— BEGIN —

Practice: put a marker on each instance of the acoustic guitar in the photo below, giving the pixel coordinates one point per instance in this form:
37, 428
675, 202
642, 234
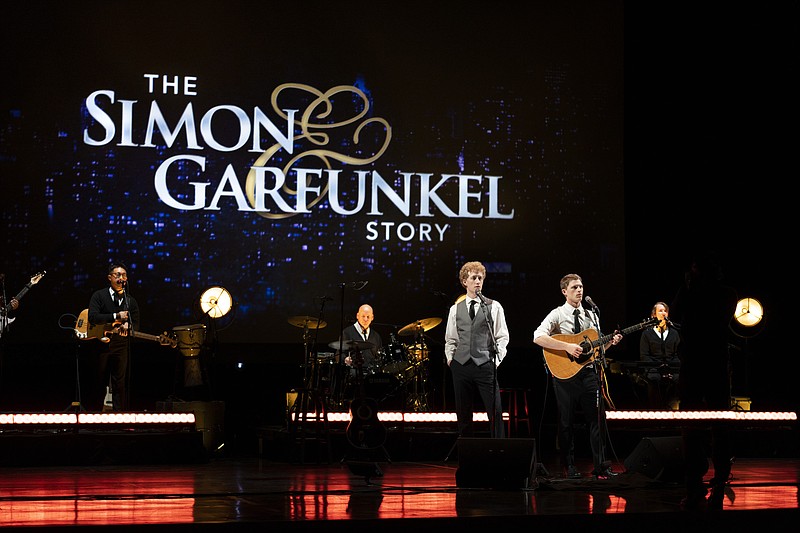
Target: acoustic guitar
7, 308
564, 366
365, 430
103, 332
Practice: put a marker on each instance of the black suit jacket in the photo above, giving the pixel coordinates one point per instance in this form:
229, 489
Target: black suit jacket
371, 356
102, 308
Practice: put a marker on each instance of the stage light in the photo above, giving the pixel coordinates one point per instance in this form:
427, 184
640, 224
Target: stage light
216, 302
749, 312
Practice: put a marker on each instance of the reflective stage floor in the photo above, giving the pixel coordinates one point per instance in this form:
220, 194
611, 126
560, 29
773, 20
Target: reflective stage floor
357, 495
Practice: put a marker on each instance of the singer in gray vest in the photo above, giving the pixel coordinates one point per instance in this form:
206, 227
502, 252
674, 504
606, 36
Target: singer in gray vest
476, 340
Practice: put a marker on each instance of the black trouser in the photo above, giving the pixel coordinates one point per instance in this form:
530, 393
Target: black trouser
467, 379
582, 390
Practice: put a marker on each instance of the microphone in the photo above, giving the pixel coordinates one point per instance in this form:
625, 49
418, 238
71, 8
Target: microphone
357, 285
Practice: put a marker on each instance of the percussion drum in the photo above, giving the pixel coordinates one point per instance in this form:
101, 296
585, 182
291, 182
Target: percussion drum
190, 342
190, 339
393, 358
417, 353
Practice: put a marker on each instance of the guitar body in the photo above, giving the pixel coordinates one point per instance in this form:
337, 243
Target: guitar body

— END —
— BEGIN —

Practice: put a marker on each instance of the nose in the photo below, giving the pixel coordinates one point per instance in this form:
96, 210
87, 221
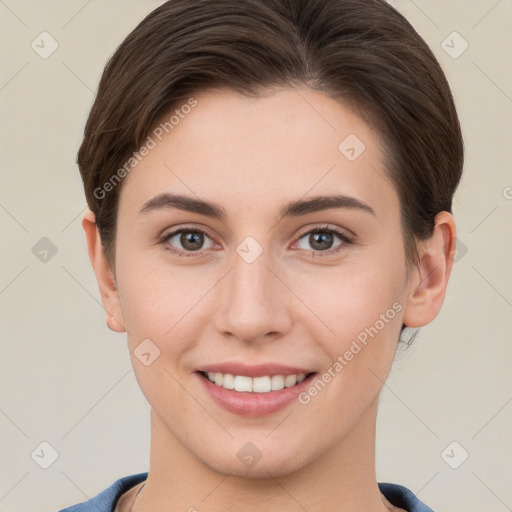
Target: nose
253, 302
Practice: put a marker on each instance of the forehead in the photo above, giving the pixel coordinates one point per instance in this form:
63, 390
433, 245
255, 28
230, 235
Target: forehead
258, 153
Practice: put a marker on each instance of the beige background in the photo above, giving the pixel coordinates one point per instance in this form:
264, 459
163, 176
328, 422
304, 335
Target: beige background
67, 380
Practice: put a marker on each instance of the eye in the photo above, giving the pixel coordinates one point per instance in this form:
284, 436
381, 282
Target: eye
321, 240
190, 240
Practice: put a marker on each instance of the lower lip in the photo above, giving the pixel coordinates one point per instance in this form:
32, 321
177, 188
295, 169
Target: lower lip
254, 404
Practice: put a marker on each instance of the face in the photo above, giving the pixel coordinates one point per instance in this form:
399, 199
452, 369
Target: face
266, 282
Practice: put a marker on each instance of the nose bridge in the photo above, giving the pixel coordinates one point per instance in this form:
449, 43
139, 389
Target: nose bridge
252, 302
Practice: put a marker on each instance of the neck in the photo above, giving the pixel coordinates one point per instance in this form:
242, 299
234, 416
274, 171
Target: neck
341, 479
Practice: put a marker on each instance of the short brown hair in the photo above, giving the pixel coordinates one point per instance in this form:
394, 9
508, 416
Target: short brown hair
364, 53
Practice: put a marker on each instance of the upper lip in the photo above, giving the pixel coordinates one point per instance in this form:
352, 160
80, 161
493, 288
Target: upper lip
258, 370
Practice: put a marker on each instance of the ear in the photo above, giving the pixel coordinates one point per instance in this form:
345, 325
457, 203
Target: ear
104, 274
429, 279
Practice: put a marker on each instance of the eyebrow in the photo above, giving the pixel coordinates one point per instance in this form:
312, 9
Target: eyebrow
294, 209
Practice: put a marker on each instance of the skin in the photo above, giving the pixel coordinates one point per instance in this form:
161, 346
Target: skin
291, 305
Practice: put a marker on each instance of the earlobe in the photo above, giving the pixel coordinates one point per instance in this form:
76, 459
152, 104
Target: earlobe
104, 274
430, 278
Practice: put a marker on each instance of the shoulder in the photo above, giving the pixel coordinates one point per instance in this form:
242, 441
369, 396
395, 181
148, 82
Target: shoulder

— END —
— BEGIN —

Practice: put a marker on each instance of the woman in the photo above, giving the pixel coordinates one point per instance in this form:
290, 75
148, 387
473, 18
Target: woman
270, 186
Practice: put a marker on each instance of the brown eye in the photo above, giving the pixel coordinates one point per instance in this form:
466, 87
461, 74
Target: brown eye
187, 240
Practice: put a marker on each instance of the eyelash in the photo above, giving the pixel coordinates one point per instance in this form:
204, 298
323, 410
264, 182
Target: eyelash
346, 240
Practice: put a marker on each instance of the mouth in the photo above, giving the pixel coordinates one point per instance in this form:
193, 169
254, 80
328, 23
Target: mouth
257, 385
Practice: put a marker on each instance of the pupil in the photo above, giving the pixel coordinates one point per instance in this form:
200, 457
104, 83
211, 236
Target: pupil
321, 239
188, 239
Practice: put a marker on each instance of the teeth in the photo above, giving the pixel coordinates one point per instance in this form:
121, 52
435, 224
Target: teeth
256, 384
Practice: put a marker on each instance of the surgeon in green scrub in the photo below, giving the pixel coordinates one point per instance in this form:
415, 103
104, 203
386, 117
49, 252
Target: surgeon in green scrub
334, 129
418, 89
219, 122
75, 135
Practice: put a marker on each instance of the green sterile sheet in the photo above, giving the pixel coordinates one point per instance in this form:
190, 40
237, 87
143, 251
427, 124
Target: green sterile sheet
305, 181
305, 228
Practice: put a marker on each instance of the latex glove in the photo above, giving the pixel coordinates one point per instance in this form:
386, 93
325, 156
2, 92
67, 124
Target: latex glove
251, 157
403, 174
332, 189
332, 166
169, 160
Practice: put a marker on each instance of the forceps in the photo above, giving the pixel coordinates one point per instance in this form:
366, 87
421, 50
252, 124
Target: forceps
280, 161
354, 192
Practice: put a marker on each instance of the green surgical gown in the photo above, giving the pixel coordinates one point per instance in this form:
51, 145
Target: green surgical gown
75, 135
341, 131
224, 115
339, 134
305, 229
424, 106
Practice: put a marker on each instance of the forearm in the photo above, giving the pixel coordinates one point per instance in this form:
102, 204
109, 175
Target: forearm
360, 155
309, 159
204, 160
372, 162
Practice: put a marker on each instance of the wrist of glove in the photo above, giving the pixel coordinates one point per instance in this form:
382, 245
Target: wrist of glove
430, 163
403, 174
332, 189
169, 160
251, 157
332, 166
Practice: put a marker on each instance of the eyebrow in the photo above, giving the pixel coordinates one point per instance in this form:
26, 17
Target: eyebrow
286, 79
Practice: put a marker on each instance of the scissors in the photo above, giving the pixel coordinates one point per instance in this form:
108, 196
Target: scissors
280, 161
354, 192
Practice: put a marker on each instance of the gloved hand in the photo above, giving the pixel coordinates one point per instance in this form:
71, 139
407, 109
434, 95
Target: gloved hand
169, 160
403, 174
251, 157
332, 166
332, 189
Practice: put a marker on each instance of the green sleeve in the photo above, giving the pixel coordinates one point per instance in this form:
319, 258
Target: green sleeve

— END —

> _Set problem_
Reproduce every line of the data between the lines holding "Practice: put a marker on each instance of the green surgical" and "Target: green sleeve", inclusive. Scale only the answer coordinates by 1.55, rounding each to a whole number with halves rounded up, and leave all other numbers and text unchanged.

> _Full answer_
Practice: put a marker on each instance of the green surgical gown in the photo above, giving the pixel coordinates one point per instance in this form:
51, 145
Target: green surgical gown
116, 209
529, 203
347, 178
525, 208
473, 355
657, 164
Practice: put a marker on each instance of the forearm in the photo above, giving the pixel coordinates one point per instance in this form:
102, 204
109, 175
Target: forearm
558, 240
479, 246
316, 248
577, 251
Practice: put a marker on each instance of the wrist of glove in the photo above, giving the pixel coordinates one point per instance in this form:
382, 245
Target: wrist of glove
667, 253
625, 270
515, 293
262, 248
389, 243
515, 257
Practice: put a marker on each instance of the eyebrow in the photo above, giving the pixel coordinates one point per instance in this form:
26, 17
Target: eyebrow
443, 122
Practice: put a marker on each instance of the scissors in the photo above, giving the pixel coordinates one point per instance in this form:
108, 196
Target: scissors
434, 250
549, 298
Practice: put a marker on each instance of the gloved hand in the photo above, giving the pixel coordinates one point per instance in this form:
71, 139
407, 109
434, 95
Target: gloved hand
262, 248
625, 270
389, 243
515, 257
515, 293
Practice: put a marker on each instance of the green sleeve in the photo above, giving the pixel coordinates one point per instance in this form:
319, 258
Target: green sleeve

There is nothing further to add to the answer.